▶ Source
Captain Fantastic: From military man to maestro

Leadership coaching makes a good career move for those that have excelled in the forces, writes RDML Patrick Hall 

I was a military man. Now I work for an oil and gas company. One question I get all the time when I give speeches is “what was it like to change from being a rear admiral to a leadership expert in the business world?” My answer usually ranges from “easy” to “challenging” – depending on the context. But there are many similarities between leading in the military and leading in the oil and gas industry.

My military career

I started out as a university engineering student who had a passion to learn to fly. So, when I graduated, I entered the US Navy’s flight school to see where it led. Thirty-two years later I left the navy having learned to be a fighter pilot, lead a squadron of fighter pilots and the support team, train as an engineering officer on a navy nuclear power-plant, captain a supply ship, captain a nuclear-powered aircraft carrier and command an entire US Navy Strike Group with one aircraft carrier, two cruisers, six guided-missile destroyers, four fast frigates and nine aircraft squadrons. In my last command, I had 7,000 people reporting to me. Pretty impressive stuff for a guy who just wanted to learn to fly!

Along the way, I succeeded sometimes and failed at other times. But most importantly, I learned from all these experiences. The two biggest lessons I learned are that people are our most important asset – no matter what line of work or industry you are in; and that you can and must continue to learn and evolve if you want to continue to be a successful leader.

▶ Records supplied
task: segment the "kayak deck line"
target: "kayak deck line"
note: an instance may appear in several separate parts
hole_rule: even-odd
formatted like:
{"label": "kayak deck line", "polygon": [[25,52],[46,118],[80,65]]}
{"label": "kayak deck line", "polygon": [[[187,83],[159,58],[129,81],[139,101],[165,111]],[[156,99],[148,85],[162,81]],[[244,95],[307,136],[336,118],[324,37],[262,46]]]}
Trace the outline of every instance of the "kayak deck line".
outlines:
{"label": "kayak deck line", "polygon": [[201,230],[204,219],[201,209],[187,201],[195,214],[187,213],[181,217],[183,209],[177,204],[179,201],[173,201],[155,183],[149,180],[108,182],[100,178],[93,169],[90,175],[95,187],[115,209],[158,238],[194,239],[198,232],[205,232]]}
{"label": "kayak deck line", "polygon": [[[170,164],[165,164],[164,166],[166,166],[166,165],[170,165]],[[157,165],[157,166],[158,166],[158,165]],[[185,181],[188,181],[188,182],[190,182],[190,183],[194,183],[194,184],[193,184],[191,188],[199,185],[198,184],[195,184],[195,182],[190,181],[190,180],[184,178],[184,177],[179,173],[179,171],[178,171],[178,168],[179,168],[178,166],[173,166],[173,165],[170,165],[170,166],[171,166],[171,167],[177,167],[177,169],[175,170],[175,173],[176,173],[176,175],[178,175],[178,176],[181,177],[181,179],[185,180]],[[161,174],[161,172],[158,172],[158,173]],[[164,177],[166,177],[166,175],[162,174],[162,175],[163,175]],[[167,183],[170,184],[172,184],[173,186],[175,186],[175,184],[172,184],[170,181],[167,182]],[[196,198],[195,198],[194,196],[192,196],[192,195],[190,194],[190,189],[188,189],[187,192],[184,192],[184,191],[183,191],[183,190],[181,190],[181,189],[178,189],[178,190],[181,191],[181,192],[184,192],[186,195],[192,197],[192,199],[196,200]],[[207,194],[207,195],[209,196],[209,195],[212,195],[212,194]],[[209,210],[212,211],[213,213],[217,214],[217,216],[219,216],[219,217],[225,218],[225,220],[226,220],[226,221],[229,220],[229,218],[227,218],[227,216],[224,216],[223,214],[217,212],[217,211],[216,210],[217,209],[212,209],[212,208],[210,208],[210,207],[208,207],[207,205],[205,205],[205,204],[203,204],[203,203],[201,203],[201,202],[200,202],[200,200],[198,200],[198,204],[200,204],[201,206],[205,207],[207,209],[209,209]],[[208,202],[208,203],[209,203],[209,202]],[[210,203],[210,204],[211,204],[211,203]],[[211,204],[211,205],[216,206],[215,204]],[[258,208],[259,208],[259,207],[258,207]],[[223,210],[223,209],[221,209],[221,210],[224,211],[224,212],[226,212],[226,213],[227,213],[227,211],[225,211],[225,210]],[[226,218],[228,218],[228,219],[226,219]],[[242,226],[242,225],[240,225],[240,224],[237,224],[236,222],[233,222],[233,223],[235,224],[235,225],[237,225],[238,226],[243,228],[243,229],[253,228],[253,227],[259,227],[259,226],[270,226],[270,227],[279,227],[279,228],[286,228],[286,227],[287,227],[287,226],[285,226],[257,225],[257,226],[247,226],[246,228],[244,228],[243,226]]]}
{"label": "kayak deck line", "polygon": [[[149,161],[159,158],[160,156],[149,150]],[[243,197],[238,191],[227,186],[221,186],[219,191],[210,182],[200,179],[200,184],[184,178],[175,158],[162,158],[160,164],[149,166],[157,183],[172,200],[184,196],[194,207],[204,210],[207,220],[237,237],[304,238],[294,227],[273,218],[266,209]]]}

▶ Problems to solve
**a.** In the article about going from the navy to business leadership, list every kind of ship or unit that made up the Strike Group the author commanded, with the number of each.
**b.** Carry on the article about going from rear admiral to leadership expert, starting right after its last sentence.
The records aren't needed for any of this.

▶ Solved tasks
**a.**
- One aircraft carrier
- Two cruisers
- Six guided-missile destroyers
- Four fast frigates
- Nine aircraft squadrons

**b.**
The transition

As I began to plan my transition strategy from the military, one of my direct reports from my aircraft carrier tour called to ask me to support a tour of my ship for his boss – a normal request. This chance encounter gave me some insight into a couple of oil and gas business leaders who really impressed me. At that time, I had already given tours to hundreds of US and foreign senior executives, government officials and university administrators. I had been both impressed and dismayed with the quality of these people. But these two people were different. I watched them interact with my sailors in ways that I would expect a good senior naval officer to interact: engaging, curious and showing concern for the sailor and the job he was doing. I had to learn more about these two. Further discussion determined they had grown up in their industry, much like l had in mine, and we had similar leadership experiences and understanding of people, leadership, safety and mission accomplishment. I was intrigued by them, and they were learning about me and my organization. The result of these discussions was an offer to join the oil and gas industry and teach, coach and mentor leaders in the industry. It was not exactly where I had expected to land, but I was interested. And, thanks to my desire to never stop learning, I was committed.

Beating stereotypes

How was the transition? Great, once I got around the stereotypes many people have of the ex-military – that we are demanding, disciplined, order-givers that look to build hierarchies. During one of my leadership development programmes, one of the participants said: “You don’t understand, you came from an organization where you just gave orders and people just did what you told them.” This could not be further from the truth. I explained that I came from an organization that had a young workforce (similar to the questioner’s) with a much higher turnover rate and an ability to challenge leaders.

The class quickly learned that the leadership techniques they had seen in the older military movies were not the way our US military leads today. The issue common to the oil and naval sectors is how you motivate young people today while allowing them to develop the experience that will keep them safe in a dangerous industry. (It transpired that the questioner had a different experience with a family member who was still struggling to adapt outside the military).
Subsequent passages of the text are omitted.